The mechanical isolation of microspores from anthers, using magnetic stirring/blending, and transferring them to a culture medium is the second form of androgenesis, called isolated microspore culture. IMC is the most common and efficient method of DH production (Shariatpanahi et al. 2006b). In the anther culture method, the presence of the anther wall can lead to somatic embryogenesis whereas IMC is free from this disadvantage (Ferrie and Caswell 2011). The negative effects of anther walls on microspores, production of diploid somatic callus originated from anther walls, more time-consuming and labor-intensive, preventing the availability of nutrients for developing microspores through anther walls, and limitations for tracking and studying the microspores maturation and embryo development, are the disadvantages of the anther culture method, that could be avoided in the microspore culture method (Ferrie and Caswell 2011). Rapid optimization of culture conditions, due to the direct observation of microspore embryogenesis, is another advantage of isolated microspore culture over anther culture (Lantos et al. 2009). However, external supplementing of embryogenesis factors provided by anthers, is necessary in IMC (Sood and Dwivedi 2015). Albinism is a major problem for haploid induction through androgenesis in cereals (Forster et al. 2007).

Morphological characteristics such as bud size, changes in the pattern of cytokinesis, and nuclear changes are the most common and easiest indicators for identification of the proper developmental stage of microspores (Seguí-Simarro and Nuez 2008). Nuclear changes, including decondensed chromatin pattern, forming a reticulum of small chromatin patches connected together through chromatin fibers, and chromatin condensation pattern similar to interphase nucleus of cycling cells, are the markers that can be used for early monitoring of pollen embryogenesis (Testillano et al. 2000). However, genetics also helps this process through the identification and isolation of genes and proteins involved in the embryogenesis process of isolated microspores. In rapeseed (B. napus L.), two genes, SERK1 and SERK2, were identified as the two main genes involved in microspore embryogenesis and plant regeneration, as their expression level was significantly increased during the early steps of embryo formation (Ahmadi et al. 2016). Krzewska et al. (2017) analyzed the protein profile of four winter triticale (× Triticosecale Wittm.) DH lines, using mapping of sub-proteome of anthers by two-dimensional gel electrophoresis, to understand the physiological background of microspore embryogenesis and reported that protein species of responsive DH lines (31 protein species) was significantly more than other investigated DH lines.

Shed-microspore culture (SMC)

● Records provided:
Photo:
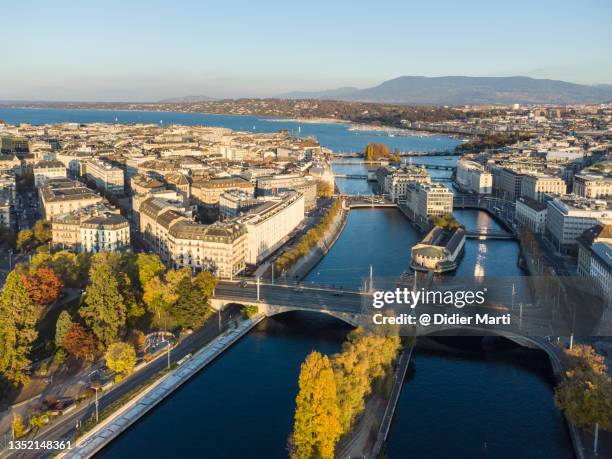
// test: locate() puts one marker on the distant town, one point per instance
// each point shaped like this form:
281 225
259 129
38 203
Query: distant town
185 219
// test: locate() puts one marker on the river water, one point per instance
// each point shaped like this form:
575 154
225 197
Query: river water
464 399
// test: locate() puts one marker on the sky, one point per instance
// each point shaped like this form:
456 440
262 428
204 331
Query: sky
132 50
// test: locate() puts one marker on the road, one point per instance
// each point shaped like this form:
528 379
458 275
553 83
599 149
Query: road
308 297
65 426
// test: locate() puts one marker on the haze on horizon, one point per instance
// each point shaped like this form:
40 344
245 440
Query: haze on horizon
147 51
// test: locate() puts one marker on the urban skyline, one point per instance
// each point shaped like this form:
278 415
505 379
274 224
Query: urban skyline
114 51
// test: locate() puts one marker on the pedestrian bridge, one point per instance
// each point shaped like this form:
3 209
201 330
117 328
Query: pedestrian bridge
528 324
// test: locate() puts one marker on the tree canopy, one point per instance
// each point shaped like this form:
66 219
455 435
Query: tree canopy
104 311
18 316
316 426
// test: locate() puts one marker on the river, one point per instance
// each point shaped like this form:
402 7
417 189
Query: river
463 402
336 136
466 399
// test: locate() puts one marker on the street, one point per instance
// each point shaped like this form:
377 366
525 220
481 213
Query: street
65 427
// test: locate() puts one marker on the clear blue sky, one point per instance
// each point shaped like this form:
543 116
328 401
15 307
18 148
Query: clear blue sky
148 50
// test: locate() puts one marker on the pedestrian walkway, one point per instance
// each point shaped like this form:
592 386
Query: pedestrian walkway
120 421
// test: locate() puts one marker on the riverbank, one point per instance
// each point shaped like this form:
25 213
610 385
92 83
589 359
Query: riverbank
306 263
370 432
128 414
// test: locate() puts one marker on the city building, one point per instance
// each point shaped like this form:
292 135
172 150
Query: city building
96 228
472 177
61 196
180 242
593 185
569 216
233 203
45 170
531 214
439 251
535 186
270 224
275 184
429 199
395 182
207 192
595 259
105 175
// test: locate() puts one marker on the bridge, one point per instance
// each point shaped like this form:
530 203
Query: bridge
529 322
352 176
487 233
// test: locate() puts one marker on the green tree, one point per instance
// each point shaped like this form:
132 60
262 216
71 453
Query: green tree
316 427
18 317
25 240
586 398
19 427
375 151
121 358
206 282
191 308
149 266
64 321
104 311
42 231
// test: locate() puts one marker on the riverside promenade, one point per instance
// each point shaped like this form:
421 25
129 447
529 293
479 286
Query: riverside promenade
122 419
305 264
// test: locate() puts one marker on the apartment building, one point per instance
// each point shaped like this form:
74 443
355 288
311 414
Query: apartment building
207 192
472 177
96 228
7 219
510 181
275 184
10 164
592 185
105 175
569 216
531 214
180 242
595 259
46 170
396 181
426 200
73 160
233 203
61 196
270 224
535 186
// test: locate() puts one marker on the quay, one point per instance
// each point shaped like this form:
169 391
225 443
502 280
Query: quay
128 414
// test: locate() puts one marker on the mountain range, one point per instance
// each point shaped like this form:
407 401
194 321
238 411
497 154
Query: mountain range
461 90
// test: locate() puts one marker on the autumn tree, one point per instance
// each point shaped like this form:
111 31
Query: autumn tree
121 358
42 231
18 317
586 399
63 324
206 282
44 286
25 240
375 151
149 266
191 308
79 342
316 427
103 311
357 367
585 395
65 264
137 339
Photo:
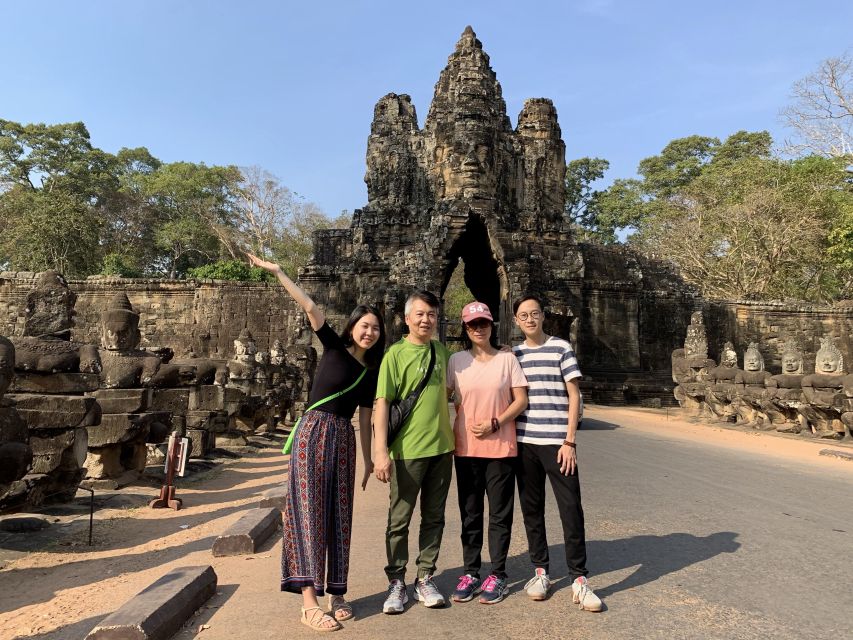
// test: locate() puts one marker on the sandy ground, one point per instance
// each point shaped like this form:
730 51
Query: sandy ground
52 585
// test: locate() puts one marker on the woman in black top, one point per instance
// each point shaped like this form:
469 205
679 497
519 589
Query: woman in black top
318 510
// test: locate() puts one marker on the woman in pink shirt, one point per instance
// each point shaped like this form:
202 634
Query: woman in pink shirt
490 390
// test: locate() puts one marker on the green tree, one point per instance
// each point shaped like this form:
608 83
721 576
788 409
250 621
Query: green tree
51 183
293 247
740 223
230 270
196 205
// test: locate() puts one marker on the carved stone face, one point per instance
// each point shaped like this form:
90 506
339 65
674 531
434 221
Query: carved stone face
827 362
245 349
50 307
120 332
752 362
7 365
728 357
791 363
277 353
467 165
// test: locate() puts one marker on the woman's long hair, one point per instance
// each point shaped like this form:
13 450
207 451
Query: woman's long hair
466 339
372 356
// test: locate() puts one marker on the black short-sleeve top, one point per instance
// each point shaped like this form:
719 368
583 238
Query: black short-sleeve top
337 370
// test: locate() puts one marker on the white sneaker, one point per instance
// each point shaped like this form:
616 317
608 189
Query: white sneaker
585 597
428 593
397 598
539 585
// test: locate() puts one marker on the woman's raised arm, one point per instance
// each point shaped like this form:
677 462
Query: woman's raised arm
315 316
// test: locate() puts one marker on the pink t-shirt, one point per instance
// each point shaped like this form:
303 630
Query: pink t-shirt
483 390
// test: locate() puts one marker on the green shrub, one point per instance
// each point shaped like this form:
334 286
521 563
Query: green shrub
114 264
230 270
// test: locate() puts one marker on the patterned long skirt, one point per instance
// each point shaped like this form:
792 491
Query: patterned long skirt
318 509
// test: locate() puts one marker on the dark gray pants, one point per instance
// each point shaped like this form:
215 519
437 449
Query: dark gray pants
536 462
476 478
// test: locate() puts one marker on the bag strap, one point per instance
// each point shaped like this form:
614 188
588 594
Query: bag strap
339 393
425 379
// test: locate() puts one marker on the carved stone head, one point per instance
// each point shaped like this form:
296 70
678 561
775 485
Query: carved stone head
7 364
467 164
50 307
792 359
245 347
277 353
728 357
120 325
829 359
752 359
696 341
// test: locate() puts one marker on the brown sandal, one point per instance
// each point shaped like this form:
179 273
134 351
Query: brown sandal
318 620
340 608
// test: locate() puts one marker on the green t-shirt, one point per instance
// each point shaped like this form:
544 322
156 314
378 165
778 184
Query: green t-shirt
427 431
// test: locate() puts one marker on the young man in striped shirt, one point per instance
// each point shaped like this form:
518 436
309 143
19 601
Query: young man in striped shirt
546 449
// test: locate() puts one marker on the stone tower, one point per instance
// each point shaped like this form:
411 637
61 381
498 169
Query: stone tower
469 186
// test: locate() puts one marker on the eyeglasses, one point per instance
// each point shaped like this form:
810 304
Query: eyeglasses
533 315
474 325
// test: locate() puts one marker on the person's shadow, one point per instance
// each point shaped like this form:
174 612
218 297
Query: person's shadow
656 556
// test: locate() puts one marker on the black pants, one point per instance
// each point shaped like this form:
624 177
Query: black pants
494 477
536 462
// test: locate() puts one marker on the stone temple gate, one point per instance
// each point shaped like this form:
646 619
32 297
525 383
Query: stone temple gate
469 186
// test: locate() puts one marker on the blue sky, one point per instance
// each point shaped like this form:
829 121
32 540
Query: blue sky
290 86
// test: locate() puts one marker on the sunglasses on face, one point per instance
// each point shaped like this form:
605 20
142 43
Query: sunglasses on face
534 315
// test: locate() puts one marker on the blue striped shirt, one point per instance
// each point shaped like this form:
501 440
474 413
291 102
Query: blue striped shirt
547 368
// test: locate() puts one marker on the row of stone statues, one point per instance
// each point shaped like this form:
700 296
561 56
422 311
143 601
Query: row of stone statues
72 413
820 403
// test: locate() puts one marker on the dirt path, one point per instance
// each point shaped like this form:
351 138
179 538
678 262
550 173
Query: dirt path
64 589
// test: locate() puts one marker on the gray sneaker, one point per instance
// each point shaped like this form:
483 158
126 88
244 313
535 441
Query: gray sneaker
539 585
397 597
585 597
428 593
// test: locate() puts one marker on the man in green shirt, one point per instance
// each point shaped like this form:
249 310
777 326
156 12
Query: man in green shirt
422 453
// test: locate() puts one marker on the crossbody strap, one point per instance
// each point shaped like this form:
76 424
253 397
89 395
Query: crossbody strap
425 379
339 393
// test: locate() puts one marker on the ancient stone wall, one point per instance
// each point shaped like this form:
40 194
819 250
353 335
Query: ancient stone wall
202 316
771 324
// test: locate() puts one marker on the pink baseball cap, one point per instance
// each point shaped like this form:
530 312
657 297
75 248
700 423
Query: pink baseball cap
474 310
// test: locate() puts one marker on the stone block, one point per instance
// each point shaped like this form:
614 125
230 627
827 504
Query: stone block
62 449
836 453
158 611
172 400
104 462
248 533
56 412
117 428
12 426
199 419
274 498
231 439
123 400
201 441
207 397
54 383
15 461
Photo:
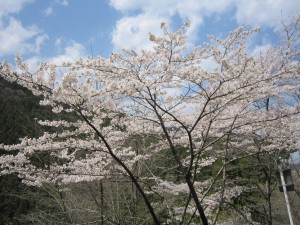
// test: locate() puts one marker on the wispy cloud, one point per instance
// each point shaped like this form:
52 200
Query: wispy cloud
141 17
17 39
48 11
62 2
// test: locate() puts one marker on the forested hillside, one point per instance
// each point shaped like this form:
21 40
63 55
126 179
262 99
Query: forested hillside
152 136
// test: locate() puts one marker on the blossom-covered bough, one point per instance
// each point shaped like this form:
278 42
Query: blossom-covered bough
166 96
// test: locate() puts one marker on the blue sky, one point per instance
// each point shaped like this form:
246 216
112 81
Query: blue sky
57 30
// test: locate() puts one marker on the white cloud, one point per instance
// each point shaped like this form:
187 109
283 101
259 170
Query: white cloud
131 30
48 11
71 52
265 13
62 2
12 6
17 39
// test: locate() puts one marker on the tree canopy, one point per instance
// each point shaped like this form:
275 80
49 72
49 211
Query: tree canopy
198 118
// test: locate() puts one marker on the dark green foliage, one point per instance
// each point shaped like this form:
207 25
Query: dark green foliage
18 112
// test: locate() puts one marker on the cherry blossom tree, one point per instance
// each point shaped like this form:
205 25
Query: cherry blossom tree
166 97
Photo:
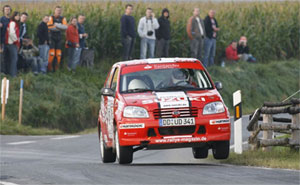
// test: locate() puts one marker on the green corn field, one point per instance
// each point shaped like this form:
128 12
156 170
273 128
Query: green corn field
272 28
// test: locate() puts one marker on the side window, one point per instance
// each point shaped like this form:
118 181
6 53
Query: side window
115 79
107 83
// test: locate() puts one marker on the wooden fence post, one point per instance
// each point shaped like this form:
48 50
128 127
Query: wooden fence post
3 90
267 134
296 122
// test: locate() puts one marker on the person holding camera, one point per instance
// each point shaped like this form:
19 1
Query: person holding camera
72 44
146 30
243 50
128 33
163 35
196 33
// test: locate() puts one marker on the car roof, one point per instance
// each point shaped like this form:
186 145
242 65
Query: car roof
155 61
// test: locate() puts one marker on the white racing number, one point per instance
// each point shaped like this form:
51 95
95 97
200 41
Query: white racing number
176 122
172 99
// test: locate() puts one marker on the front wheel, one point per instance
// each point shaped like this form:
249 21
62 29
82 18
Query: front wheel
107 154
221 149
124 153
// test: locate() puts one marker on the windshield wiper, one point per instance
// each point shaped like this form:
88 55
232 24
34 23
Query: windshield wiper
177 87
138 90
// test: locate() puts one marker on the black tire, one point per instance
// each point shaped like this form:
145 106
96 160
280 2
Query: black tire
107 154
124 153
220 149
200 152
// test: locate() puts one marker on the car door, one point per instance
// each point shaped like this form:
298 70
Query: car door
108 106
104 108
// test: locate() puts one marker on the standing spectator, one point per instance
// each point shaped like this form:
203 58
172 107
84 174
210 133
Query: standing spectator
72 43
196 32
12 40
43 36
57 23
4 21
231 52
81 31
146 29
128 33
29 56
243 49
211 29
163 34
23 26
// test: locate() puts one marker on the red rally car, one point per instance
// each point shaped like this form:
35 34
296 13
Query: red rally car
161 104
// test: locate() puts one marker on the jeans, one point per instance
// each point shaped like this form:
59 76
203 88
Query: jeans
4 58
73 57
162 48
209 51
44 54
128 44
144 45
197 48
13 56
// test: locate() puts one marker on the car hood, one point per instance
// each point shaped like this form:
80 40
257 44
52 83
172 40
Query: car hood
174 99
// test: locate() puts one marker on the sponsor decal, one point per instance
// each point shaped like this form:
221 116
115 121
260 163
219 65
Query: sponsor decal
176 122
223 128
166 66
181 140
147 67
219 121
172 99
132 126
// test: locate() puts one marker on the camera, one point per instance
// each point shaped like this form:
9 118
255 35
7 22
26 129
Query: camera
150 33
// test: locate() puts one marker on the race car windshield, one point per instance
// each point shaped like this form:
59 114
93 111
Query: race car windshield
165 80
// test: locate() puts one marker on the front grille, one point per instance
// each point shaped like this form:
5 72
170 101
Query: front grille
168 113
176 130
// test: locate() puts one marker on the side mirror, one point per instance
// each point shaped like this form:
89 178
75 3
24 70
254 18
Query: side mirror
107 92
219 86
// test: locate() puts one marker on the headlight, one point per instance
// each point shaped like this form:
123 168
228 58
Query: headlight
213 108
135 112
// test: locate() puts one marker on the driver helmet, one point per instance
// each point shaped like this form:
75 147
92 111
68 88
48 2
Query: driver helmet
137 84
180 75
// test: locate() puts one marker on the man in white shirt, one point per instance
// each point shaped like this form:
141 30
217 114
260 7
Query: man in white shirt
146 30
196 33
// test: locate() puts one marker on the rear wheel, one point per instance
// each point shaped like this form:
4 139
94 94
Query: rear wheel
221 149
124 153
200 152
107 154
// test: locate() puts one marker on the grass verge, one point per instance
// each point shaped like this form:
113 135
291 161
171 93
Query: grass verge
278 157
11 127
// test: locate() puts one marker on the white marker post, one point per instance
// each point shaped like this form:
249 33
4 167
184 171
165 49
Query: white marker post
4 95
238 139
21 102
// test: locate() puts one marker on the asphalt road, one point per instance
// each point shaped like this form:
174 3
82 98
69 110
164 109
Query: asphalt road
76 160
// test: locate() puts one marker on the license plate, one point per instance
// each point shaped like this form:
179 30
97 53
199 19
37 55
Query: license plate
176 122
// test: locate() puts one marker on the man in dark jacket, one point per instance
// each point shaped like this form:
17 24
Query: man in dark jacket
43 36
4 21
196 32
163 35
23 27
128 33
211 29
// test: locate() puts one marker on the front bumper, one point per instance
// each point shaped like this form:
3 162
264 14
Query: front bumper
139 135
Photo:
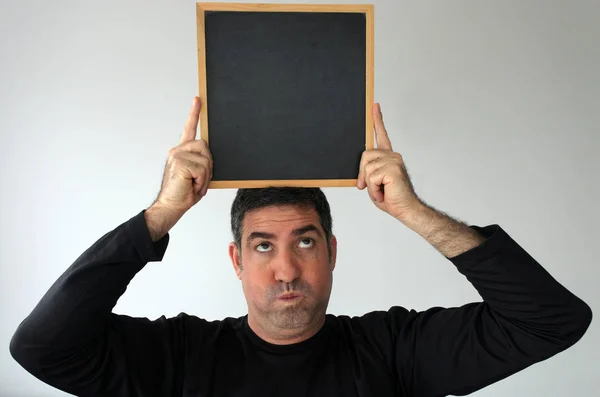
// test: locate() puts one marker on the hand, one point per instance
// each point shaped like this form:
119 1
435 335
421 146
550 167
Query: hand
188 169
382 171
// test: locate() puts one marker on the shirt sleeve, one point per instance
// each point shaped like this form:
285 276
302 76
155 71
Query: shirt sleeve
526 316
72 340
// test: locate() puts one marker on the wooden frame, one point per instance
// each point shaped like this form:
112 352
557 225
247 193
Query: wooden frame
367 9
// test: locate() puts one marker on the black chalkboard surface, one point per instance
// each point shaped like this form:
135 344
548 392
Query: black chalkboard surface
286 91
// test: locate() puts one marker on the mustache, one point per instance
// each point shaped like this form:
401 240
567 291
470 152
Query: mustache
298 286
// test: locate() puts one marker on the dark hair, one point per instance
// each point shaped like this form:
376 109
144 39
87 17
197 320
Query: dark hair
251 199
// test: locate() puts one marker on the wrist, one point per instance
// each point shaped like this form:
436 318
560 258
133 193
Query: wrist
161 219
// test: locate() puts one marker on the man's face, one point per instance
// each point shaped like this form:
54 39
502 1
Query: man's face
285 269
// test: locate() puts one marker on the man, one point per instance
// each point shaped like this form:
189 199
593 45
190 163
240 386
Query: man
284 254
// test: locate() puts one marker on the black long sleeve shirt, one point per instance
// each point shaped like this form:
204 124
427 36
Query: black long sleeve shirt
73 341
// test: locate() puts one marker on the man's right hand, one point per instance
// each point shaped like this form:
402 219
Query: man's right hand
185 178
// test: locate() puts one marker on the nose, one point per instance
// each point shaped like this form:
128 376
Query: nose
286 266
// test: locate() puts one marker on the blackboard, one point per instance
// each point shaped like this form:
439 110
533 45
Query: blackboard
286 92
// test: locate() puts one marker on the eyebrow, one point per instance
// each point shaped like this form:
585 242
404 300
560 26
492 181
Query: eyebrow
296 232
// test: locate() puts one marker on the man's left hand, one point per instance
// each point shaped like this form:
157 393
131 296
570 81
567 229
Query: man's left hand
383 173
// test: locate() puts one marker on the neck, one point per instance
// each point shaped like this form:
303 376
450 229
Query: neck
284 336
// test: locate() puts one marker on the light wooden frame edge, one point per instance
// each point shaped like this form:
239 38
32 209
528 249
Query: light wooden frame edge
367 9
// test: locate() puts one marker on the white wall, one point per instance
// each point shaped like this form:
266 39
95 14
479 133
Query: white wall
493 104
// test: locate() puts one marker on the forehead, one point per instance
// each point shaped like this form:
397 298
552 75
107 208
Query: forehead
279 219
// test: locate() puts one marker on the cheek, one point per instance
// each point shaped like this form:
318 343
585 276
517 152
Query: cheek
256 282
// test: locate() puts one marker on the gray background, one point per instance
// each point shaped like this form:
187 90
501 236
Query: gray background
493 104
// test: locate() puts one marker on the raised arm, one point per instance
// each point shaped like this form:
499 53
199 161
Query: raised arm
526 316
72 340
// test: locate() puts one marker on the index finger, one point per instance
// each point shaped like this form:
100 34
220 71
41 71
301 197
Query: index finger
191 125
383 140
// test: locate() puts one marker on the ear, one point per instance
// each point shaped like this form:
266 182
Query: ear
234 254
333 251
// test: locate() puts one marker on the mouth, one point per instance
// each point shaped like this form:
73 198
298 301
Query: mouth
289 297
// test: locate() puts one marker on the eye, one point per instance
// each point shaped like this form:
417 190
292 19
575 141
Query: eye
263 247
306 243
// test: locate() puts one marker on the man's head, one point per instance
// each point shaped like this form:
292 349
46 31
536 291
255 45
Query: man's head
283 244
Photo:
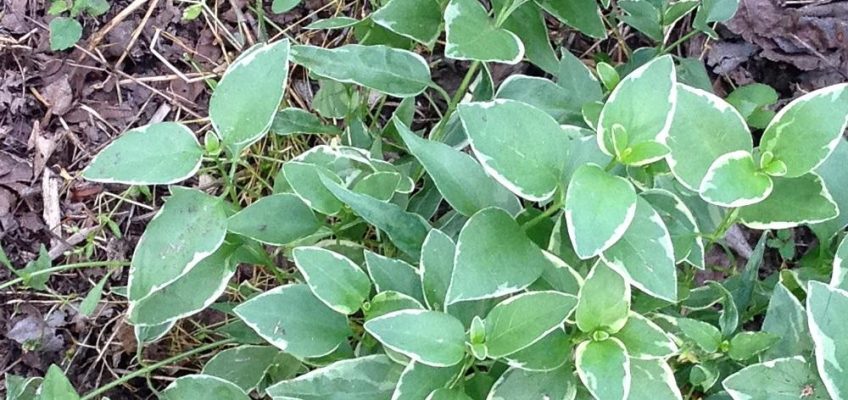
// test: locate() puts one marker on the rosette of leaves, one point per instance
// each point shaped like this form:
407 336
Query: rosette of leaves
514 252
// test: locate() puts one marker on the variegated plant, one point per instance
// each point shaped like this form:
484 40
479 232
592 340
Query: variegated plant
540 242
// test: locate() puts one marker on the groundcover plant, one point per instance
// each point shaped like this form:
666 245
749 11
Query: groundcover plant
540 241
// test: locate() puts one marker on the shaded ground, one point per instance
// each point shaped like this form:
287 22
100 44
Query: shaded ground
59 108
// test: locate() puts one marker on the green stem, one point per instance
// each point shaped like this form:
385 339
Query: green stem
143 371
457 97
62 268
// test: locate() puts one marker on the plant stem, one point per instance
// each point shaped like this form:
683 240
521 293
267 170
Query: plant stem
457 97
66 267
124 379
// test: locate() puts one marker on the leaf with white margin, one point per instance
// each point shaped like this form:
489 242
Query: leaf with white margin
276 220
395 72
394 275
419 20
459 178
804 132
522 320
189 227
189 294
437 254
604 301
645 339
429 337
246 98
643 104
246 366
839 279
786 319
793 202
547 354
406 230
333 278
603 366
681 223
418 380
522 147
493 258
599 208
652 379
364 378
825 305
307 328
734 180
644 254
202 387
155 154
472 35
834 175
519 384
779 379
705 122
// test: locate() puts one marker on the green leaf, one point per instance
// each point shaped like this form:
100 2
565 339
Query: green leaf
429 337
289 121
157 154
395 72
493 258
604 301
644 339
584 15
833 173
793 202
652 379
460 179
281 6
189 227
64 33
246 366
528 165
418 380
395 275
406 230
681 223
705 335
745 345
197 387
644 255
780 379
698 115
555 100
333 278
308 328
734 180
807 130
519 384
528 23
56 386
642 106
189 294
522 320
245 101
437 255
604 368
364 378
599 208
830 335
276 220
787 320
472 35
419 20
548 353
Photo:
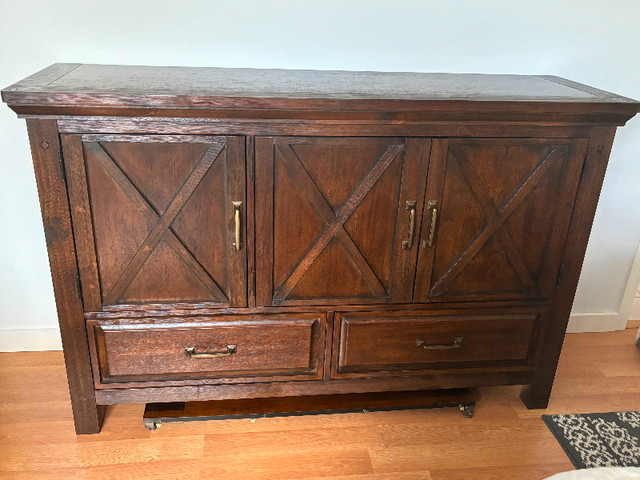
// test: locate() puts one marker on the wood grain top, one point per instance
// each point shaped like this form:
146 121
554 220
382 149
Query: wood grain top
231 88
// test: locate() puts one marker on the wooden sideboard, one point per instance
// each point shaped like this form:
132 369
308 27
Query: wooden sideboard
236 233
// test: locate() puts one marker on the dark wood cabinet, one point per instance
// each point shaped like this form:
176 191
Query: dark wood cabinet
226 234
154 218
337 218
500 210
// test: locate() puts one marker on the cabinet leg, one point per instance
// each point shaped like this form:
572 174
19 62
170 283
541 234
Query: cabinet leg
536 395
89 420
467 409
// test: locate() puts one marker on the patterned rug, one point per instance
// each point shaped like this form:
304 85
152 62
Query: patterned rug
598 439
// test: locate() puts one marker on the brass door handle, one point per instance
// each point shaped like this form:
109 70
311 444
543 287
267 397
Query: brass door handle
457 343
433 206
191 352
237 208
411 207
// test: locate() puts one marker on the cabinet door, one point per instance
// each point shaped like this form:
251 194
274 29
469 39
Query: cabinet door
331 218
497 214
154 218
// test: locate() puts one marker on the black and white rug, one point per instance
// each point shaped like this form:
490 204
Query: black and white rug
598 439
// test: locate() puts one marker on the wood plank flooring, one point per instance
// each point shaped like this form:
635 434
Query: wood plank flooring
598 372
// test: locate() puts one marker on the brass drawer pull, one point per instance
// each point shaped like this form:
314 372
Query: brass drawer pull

● Exercise prompt: According to the passage on microspore culture, which two genes in rapeseed were identified as the main genes involved in microspore embryogenesis and plant regeneration? The rows are not needed for this exercise.

● Solution to the exercise: SERK1 and SERK2.